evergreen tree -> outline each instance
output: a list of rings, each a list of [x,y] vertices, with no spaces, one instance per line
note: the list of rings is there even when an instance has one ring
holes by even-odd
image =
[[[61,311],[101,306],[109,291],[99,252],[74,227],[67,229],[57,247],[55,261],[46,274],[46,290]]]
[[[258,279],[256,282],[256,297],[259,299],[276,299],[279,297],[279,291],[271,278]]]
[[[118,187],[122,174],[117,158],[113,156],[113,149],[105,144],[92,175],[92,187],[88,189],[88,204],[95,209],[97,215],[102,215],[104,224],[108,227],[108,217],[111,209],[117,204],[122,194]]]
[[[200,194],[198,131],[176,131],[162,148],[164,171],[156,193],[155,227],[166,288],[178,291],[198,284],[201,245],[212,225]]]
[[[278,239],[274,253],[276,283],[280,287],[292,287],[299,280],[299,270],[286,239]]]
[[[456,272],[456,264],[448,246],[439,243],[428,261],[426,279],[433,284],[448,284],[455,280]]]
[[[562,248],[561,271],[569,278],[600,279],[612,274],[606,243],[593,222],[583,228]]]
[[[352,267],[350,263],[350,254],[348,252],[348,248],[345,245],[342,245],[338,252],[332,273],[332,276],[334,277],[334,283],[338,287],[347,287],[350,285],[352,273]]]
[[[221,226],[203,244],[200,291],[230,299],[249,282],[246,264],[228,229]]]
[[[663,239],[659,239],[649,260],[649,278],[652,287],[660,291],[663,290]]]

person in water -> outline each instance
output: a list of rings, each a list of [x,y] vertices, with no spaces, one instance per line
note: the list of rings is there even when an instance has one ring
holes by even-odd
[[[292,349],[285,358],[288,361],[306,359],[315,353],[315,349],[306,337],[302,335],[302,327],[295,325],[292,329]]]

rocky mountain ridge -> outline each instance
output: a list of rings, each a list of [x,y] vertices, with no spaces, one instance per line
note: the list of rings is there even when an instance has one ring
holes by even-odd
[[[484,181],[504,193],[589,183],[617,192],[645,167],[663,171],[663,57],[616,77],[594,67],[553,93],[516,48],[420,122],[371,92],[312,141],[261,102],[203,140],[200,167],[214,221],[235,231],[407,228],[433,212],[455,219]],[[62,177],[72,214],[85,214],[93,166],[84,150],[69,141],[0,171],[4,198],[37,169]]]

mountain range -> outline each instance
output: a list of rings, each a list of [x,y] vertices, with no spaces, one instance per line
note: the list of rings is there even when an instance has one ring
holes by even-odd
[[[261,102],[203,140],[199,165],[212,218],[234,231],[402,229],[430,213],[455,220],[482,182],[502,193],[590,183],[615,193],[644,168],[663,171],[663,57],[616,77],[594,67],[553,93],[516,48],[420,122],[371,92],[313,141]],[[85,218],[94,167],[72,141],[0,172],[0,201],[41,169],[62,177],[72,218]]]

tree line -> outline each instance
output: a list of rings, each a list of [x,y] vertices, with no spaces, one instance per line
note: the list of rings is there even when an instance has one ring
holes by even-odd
* * *
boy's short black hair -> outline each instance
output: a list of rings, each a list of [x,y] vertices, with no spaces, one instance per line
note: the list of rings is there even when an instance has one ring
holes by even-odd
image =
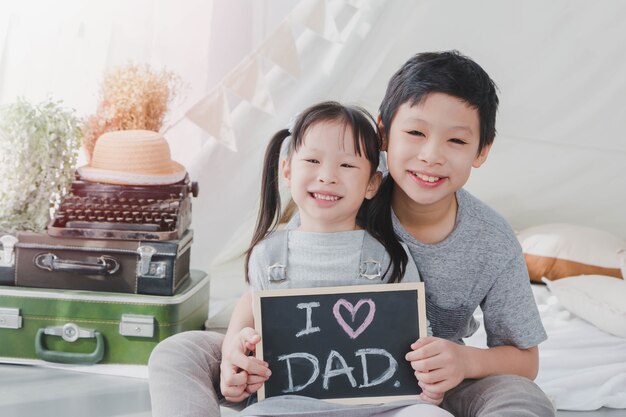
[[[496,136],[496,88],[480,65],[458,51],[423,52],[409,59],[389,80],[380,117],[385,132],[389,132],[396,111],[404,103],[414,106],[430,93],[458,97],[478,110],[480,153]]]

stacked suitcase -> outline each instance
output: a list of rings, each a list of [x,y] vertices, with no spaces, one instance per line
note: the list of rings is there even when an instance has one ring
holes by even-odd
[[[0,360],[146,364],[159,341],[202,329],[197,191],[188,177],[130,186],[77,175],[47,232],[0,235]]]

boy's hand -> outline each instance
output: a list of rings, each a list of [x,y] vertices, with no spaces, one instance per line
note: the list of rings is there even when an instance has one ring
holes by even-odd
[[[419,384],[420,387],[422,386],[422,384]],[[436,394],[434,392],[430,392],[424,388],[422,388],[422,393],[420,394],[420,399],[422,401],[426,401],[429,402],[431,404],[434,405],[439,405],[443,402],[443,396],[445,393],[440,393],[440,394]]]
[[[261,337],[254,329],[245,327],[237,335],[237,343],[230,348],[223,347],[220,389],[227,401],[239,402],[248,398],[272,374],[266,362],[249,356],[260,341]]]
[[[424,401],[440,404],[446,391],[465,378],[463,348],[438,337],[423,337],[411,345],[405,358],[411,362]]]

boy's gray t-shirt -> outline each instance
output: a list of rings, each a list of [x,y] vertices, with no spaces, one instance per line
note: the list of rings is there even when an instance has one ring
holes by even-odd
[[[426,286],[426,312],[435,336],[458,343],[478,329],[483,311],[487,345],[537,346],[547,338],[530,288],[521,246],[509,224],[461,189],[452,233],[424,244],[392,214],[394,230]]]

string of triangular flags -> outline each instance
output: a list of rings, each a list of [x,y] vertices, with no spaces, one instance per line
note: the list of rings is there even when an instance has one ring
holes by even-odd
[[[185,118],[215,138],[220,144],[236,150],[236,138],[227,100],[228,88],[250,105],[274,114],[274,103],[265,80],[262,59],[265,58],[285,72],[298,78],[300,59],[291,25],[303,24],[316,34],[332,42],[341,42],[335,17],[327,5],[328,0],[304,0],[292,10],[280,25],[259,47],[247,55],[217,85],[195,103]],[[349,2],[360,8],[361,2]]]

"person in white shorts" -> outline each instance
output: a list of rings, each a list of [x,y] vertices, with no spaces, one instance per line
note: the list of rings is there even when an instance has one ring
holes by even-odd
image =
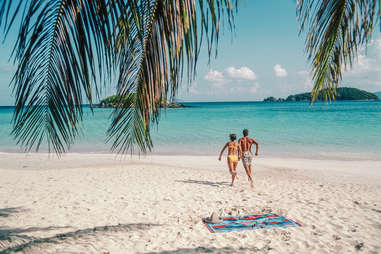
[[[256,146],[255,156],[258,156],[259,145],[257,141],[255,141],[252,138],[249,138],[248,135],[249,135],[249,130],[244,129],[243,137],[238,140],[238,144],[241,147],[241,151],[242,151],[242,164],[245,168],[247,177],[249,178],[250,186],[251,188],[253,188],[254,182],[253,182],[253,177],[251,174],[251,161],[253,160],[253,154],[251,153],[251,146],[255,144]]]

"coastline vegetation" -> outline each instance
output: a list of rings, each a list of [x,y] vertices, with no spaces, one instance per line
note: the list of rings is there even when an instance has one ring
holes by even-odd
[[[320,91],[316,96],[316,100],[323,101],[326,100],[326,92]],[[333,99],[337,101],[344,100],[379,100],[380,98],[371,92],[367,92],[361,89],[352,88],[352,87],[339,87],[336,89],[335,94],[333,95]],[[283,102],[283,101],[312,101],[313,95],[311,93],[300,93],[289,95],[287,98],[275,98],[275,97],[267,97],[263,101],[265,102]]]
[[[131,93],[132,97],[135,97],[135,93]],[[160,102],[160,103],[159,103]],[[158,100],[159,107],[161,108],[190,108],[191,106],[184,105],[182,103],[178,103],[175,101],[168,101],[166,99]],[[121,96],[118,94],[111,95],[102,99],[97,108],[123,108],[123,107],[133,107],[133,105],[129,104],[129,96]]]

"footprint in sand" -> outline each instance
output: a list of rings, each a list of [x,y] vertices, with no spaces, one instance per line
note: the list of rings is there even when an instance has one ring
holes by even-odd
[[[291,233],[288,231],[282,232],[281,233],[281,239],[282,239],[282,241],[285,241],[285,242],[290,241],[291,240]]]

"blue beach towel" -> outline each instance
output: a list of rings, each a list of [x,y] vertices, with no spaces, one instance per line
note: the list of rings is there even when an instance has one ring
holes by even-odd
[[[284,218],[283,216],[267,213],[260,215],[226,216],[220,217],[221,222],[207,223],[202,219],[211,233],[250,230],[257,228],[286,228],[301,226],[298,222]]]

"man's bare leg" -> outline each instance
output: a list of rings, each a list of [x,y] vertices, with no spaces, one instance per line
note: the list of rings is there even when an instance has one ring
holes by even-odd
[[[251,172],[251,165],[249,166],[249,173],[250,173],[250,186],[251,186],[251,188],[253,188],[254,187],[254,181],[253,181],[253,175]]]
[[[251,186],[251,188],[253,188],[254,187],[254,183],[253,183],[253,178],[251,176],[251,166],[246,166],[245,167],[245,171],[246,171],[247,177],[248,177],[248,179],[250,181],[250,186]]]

• INSTRUCTIONS FOR THE TASK
Go through the records above and return every line that holds the string "person".

• OUTPUT BELOW
person in water -> outline each instance
"person in white shorts" -> outline each instance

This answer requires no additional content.